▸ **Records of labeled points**

* * *

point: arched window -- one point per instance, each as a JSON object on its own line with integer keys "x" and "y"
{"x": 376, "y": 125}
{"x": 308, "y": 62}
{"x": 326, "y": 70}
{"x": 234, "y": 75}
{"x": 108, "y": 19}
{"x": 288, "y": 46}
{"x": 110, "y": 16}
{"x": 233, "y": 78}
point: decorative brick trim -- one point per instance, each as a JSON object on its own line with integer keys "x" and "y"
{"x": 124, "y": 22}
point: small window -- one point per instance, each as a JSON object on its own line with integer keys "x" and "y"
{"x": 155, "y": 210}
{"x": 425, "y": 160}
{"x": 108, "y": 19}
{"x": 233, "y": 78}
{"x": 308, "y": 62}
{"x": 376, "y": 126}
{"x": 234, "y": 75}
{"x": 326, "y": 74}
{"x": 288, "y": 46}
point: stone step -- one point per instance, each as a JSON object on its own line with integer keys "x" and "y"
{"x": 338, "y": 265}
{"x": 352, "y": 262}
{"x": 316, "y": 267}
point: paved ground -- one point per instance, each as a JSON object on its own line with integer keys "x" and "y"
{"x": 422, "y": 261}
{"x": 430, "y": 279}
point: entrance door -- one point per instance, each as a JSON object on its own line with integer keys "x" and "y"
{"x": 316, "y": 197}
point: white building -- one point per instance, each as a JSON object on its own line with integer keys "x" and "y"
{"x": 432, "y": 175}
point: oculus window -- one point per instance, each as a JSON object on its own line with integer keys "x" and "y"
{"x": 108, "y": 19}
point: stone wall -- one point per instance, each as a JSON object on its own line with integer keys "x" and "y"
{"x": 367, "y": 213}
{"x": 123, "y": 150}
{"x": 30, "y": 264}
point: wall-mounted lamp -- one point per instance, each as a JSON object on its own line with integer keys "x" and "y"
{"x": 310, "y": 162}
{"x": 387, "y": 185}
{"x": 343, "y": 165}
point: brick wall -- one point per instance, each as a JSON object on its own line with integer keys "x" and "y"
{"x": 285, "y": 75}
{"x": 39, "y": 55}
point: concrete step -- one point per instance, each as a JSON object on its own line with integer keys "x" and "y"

* * *

▸ **Exercise prompt**
Print all of the entries again, exactly as written.

▸ **Task output**
point: arched window -- one point per instance, each as a JSON object on its own line with integer keys "x" and "y"
{"x": 376, "y": 125}
{"x": 308, "y": 62}
{"x": 326, "y": 70}
{"x": 234, "y": 75}
{"x": 108, "y": 19}
{"x": 288, "y": 46}
{"x": 110, "y": 16}
{"x": 233, "y": 78}
point: decorative brick trim -- one point per instance, each as a JSON object on its own line with integer keys "x" and "y"
{"x": 124, "y": 22}
point: small window -- one point per instance, each as a JSON object on its own line with integer keys "x" and "y"
{"x": 155, "y": 210}
{"x": 425, "y": 160}
{"x": 108, "y": 19}
{"x": 233, "y": 78}
{"x": 308, "y": 62}
{"x": 376, "y": 126}
{"x": 234, "y": 75}
{"x": 326, "y": 74}
{"x": 288, "y": 46}
point: stone step -- one point per instance, each as a JSON object on its own line with integer keys "x" and "y"
{"x": 338, "y": 265}
{"x": 352, "y": 262}
{"x": 316, "y": 267}
point: paved ground -- one point per instance, each as a JSON object on its own line with integer keys "x" and "y"
{"x": 422, "y": 261}
{"x": 430, "y": 279}
point: entrance door -- one point per instance, each as a JSON object on its own line with integer keys "x" and "y"
{"x": 316, "y": 197}
point: white building -- one point per instance, each as a JSON object on its own line with integer keys "x" and "y"
{"x": 432, "y": 175}
point: oculus window -- one point per instance, each as a JSON object on its own line with integer keys "x" and "y"
{"x": 108, "y": 19}
point: stone wall -- one point per instance, each as a JSON object on its own line with integer keys "x" and "y"
{"x": 367, "y": 213}
{"x": 123, "y": 150}
{"x": 30, "y": 264}
point: wall-mounted lamp -- one point per instance, each as a JSON object on its own line with integer keys "x" and "y"
{"x": 310, "y": 162}
{"x": 387, "y": 185}
{"x": 343, "y": 165}
point: brick wall -- one point per instance, each as a JSON object on its own line with integer keys "x" and "y"
{"x": 285, "y": 75}
{"x": 39, "y": 55}
point: concrete step -- one point per instance, each as a JSON object on its own line with integer keys "x" and "y"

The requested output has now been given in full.